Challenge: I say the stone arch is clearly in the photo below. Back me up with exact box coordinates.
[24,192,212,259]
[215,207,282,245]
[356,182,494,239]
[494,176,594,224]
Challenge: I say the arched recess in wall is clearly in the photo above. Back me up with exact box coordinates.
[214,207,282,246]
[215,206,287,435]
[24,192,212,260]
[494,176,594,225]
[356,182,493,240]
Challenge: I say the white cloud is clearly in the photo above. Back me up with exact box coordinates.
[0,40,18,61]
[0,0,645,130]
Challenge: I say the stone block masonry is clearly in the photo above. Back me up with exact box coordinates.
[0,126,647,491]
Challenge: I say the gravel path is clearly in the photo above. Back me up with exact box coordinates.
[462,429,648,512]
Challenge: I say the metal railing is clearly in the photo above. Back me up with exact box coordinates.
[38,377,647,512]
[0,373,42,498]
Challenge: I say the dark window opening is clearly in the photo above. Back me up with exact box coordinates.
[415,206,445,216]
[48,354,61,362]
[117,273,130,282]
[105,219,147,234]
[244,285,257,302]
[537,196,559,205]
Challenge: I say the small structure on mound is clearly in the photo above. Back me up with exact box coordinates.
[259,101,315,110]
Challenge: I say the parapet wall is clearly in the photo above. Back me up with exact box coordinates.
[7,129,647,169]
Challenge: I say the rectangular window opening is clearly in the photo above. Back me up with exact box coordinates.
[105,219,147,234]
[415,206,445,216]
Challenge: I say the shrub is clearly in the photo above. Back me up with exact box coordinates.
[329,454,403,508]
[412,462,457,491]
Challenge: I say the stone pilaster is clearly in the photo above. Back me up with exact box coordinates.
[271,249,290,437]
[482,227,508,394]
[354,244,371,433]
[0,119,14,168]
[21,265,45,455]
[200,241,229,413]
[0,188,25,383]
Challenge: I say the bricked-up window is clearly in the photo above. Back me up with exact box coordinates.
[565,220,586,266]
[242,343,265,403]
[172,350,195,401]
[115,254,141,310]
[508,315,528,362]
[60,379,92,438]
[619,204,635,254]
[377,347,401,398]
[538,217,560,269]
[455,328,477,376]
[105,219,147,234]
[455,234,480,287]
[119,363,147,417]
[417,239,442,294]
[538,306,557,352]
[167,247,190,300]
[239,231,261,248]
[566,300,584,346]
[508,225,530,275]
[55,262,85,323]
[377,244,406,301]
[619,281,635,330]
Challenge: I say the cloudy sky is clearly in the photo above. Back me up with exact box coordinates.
-=-=-=-=-
▶ _Work task_:
Each entry in the data should be restated exactly as it was written.

▶ _Final answer_:
Challenge: I say the stone arch is clearly in the photo below. Back me up with exact box coordinates.
[24,192,212,259]
[215,207,282,245]
[356,182,494,239]
[494,176,594,224]
Challenge: I say the arched recess in wall is clearly in the photo above. Back me up with exact box coordinates.
[214,207,282,246]
[215,206,287,435]
[24,192,212,260]
[494,176,594,225]
[356,182,493,240]
Challenge: I say the white cloud is clearly in the photo above. Back me up with exact box coordinates.
[0,40,18,61]
[0,0,645,130]
Challenge: I say the stone block masonry is clearly in the photo above. Back me up with exact box coordinates.
[0,126,647,491]
Challenge: I say the gravel path is clearly in the photo above. Back me up with exact box coordinates.
[462,429,648,512]
Challenge: I say the metal railing is clearly in the photo above. Back me up with exact box coordinates.
[38,377,647,512]
[0,373,42,498]
Challenge: I say the dark window opening is clearly in the photo above. Back me up with exact box coordinates.
[415,206,445,216]
[48,354,61,362]
[117,273,130,282]
[105,219,147,234]
[244,285,257,302]
[537,196,559,205]
Challenge: I say the small structure on mound is clearly in the photo above. Back me up with exact box coordinates.
[259,101,315,110]
Challenge: I say the parapet wall is clearly in the photo above. Back me up with exact box coordinates.
[7,129,647,169]
Challenge: I say the rectangular window opening is clearly in the photo above. Back me up with exact box coordinates.
[105,219,147,234]
[415,206,445,216]
Challenge: I say the shrub is clearly in the photo above. Back me up with exact box coordinates.
[329,454,403,508]
[412,462,457,491]
Challenge: I say the stone pilaster is clearly in the photo above. Back me up with exact box coordinates.
[271,249,290,437]
[482,227,508,394]
[354,244,371,433]
[0,119,14,168]
[21,265,45,455]
[200,241,229,413]
[0,188,25,383]
Challenge: I say the bricked-up window is clearly in the photo above. Back me up with exact box coordinates.
[565,220,586,266]
[242,343,265,403]
[172,350,195,401]
[115,254,141,310]
[508,315,528,362]
[60,379,92,438]
[619,204,635,254]
[377,347,401,398]
[538,217,560,269]
[455,328,477,376]
[105,219,147,234]
[455,234,480,287]
[119,363,147,417]
[417,239,442,294]
[538,306,557,352]
[167,247,190,300]
[239,231,261,248]
[566,300,584,346]
[508,225,530,275]
[55,262,85,323]
[377,244,406,301]
[619,281,635,330]
Challenge: I say the cloudy sky is clearly in the photo above. Back me up with exact box coordinates.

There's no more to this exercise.